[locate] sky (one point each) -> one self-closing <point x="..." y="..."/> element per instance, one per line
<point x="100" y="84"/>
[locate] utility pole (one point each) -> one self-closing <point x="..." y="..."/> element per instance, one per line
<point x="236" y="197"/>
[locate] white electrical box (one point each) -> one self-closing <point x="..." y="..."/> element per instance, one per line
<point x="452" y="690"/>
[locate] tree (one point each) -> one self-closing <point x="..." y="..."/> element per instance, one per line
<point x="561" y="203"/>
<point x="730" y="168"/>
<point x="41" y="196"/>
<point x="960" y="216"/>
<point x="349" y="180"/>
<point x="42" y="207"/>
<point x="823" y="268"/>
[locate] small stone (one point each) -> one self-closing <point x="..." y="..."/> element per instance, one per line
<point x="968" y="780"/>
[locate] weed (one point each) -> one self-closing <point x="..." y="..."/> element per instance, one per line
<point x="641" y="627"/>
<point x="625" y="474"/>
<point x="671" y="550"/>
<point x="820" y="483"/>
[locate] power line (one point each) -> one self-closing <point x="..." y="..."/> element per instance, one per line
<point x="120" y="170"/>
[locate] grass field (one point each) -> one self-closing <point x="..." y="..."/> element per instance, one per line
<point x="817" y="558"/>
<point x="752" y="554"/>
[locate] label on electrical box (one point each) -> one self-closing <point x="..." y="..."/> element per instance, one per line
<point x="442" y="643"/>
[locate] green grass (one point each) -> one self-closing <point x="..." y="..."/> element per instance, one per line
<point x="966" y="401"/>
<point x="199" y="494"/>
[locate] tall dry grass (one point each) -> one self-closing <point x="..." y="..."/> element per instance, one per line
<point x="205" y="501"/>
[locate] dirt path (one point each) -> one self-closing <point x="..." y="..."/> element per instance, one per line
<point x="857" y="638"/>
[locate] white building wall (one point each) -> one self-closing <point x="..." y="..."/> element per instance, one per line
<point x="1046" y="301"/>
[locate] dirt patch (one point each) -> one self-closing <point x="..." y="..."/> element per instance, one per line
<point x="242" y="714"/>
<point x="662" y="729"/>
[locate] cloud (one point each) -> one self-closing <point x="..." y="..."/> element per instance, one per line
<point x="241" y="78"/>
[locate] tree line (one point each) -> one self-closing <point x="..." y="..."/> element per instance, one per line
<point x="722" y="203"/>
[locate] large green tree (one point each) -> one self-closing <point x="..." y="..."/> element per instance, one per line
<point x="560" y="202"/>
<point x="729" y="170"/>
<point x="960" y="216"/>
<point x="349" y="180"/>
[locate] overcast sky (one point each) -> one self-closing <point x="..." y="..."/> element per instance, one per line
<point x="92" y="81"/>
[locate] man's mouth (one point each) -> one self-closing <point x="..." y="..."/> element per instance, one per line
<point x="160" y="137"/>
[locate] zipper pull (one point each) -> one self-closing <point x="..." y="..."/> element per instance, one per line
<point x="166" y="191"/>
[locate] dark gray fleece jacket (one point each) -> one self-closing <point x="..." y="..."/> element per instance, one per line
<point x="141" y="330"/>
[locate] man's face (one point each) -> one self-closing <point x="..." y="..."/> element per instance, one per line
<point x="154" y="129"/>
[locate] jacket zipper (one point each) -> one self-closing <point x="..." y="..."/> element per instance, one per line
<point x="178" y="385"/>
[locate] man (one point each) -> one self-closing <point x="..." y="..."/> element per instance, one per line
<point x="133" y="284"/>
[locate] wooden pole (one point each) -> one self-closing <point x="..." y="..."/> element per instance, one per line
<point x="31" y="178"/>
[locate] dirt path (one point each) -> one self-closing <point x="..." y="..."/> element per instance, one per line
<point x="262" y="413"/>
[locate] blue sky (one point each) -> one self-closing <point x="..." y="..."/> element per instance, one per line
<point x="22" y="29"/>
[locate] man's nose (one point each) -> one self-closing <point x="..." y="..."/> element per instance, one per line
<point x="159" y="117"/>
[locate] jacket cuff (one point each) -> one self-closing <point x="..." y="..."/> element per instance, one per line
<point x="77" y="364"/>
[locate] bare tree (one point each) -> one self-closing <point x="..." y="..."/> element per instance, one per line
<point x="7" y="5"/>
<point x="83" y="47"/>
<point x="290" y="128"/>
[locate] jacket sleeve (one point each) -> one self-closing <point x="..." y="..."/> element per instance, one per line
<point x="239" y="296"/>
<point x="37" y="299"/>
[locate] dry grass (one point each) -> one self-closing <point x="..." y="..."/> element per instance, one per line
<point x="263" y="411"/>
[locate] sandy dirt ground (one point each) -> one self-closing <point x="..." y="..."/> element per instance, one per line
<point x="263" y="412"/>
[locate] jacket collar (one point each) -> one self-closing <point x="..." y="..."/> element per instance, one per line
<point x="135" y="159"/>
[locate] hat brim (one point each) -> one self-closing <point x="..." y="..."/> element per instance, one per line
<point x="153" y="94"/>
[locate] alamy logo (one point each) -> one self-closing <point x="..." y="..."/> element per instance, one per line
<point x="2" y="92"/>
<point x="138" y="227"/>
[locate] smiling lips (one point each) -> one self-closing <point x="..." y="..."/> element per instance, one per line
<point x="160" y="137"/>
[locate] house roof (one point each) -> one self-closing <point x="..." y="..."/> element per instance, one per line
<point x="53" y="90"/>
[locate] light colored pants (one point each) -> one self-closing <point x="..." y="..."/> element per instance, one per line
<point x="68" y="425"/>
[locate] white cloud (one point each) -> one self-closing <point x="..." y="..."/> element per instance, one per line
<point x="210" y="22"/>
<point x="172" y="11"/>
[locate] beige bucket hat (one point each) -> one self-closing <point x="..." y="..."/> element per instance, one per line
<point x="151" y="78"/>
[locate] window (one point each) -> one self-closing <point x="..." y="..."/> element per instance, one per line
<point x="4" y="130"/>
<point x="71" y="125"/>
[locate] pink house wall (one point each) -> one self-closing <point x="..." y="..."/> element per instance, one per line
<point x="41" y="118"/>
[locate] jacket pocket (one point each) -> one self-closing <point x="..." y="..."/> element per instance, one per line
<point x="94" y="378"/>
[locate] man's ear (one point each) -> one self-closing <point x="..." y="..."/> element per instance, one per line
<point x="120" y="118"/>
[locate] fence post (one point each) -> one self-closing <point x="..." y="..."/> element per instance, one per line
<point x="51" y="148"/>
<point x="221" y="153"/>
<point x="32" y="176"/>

> [Problem statement]
Copy out all of the entries above, changing "one point each" to "a single point per instance" wherever it occurs and leaving everything else untouched.

> [Final result]
[locate] sky (a single point per instance) -> one self-closing <point x="..." y="..."/> element per instance, one per line
<point x="100" y="84"/>
[locate] utility pole (a single point per instance) -> one self-closing <point x="..." y="..."/> element per instance, one per line
<point x="236" y="197"/>
[locate] white electrical box (a single point per instance) -> one self-closing <point x="..." y="..."/> element per instance, one per line
<point x="452" y="690"/>
[locate] tree (a single point per instance) -> one self-closing <point x="..." y="..."/> element per instance, one per line
<point x="561" y="203"/>
<point x="730" y="168"/>
<point x="41" y="196"/>
<point x="960" y="216"/>
<point x="349" y="180"/>
<point x="42" y="207"/>
<point x="823" y="268"/>
[locate] small stone (a single point per instance) -> one self-closing <point x="..." y="..."/> element per instance, one per line
<point x="968" y="780"/>
[locate] weed (a single point per instance) -> one self-closing <point x="..." y="..."/> element per instance, one per line
<point x="641" y="627"/>
<point x="625" y="474"/>
<point x="671" y="550"/>
<point x="820" y="483"/>
[locate] power line (a single point per instance) -> one self-closing <point x="..." y="..."/> element per instance, one per line
<point x="120" y="170"/>
[locate] grass field (a single point per instance) -> one self-closing <point x="..." y="..."/> element per instance, one per line
<point x="817" y="558"/>
<point x="752" y="554"/>
[locate] label on electrical box (a single point per instance) -> one self-closing <point x="..." y="..."/> element per instance, one per line
<point x="442" y="643"/>
[locate] green grass (a single point per instance) -> one self-closing <point x="..." y="..."/> element per instance, one per line
<point x="966" y="401"/>
<point x="199" y="494"/>
[locate] tall dry grass (a single point per instance) -> one self-closing <point x="..." y="..."/> element per instance, one per line
<point x="205" y="501"/>
[locate] dirt path (a single point per instance) -> one self-closing <point x="..." y="..."/> element per instance, one per line
<point x="857" y="638"/>
[locate] white building wall (a single point per instance) -> one self-closing <point x="..." y="..."/> element per instance, one per line
<point x="1046" y="301"/>
[locate] dirt patch (a single point per instance) -> one self-closing <point x="..." y="..."/> element per instance, one per line
<point x="242" y="714"/>
<point x="662" y="729"/>
[locate] cloud (a single point per instance) -> one self-closing <point x="..." y="..."/> element per instance, one per line
<point x="241" y="78"/>
[locate] tree line (a single point per instance) -> one self-closing <point x="..." y="..."/> element per instance, one per line
<point x="722" y="203"/>
[locate] large green tree (a single point per instance) -> one self-closing <point x="..." y="..."/> element per instance, one per line
<point x="560" y="202"/>
<point x="729" y="170"/>
<point x="960" y="216"/>
<point x="349" y="180"/>
[locate] overcast sky (a single point per instance) -> one self-closing <point x="..." y="..."/> element per instance, one per line
<point x="92" y="81"/>
[locate] man's mouth (a single point per instance) -> one self-closing <point x="..." y="..."/> element per instance, one per line
<point x="160" y="137"/>
[locate] zipper pull (a single point per instance) -> one self-closing <point x="..." y="..."/> element per instance, one per line
<point x="166" y="191"/>
[locate] dark gray fleece jacket (a single point per instance) -> one self-closing <point x="..." y="..."/> element per instance, one per line
<point x="141" y="330"/>
[locate] man's face (a single point per instance) -> one self-closing <point x="..." y="..."/> element per instance, one per line
<point x="154" y="129"/>
[locate] jacket zipper (a single point per instance) -> one self-closing <point x="..." y="..."/> element per instance, one per line
<point x="178" y="385"/>
[locate] man (a single point per instance) -> one self-closing <point x="..." y="..."/> element per instance, one per line
<point x="133" y="284"/>
[locate] wooden pole (a single point per instance) -> one self-closing <point x="..." y="..."/> element per instance, one per line
<point x="31" y="178"/>
[locate] dirt path (a single point per instance) -> one self-closing <point x="..." y="..."/> element per instance, one per line
<point x="262" y="413"/>
[locate] blue sky (a single point per instance) -> one self-closing <point x="..." y="..."/> element per instance, one per line
<point x="22" y="29"/>
[locate] man's nose (a single point per instance) -> one self-closing <point x="..." y="..."/> element per instance, one per line
<point x="159" y="117"/>
[locate] jacket cuff (a single point per instance) -> one self-closing <point x="..." y="..."/> element per instance, one per line
<point x="77" y="364"/>
[locate] bare tree (a single point per instance) -> one self-closing <point x="..." y="..."/> element per instance, one per line
<point x="7" y="5"/>
<point x="83" y="47"/>
<point x="290" y="128"/>
[locate] jacket sleeve (a single point per instance) -> one self-closing <point x="..." y="..."/> element per instance, one per line
<point x="239" y="296"/>
<point x="37" y="299"/>
[locate] dry grass (a single point per instance) -> one self-closing <point x="..." y="..."/> element per instance, one per line
<point x="263" y="411"/>
[locate] sandy dirt ground (a single point per instance) -> one self-closing <point x="..." y="..."/> element per instance, one per line
<point x="263" y="412"/>
[locate] jacket collar (a single point per instance) -> one self-closing <point x="..." y="..."/> element per instance, one per line
<point x="135" y="159"/>
[locate] hat brim (a single point per instance) -> one self-closing <point x="..." y="..."/> element per instance, one per line
<point x="153" y="94"/>
[locate] alamy logo (a single point per instance) -> one self-closing <point x="..." y="..."/> element per instance, one per line
<point x="2" y="92"/>
<point x="138" y="227"/>
[locate] smiling lips (a single point per instance) -> one self-closing <point x="..." y="..."/> element per instance, one per line
<point x="160" y="137"/>
[locate] house roof (a single point per instance) -> one self-closing <point x="..." y="..."/> element per instance, one per line
<point x="53" y="90"/>
[locate] light colored pants (a single point per instance) -> one self-closing <point x="..." y="..."/> element per instance, one per line
<point x="68" y="425"/>
[locate] white cloud (a single point per instance) -> one self-closing <point x="..." y="..."/> element per instance, one per line
<point x="210" y="22"/>
<point x="172" y="11"/>
[locate] beige bucket hat (a single point per instance) -> one self-closing <point x="..." y="..."/> element per instance, one per line
<point x="151" y="78"/>
[locate] window (a single point per instance) -> one self-closing <point x="..." y="..."/> element per instance, one per line
<point x="4" y="130"/>
<point x="71" y="125"/>
[locate] pink house wall (a single point per instance) -> one self-closing <point x="..." y="..."/> element per instance, one per line
<point x="41" y="118"/>
[locate] jacket pocket (a single point per instance) -> one self-closing <point x="..." y="..."/> element per instance, one per line
<point x="94" y="378"/>
[locate] man's ear (a single point per instance) -> one self-closing <point x="..." y="..."/> element per instance, one per line
<point x="120" y="118"/>
[locate] fence post (a single point per instance) -> one self-closing <point x="..." y="..."/> element per instance, one per line
<point x="51" y="148"/>
<point x="221" y="153"/>
<point x="32" y="176"/>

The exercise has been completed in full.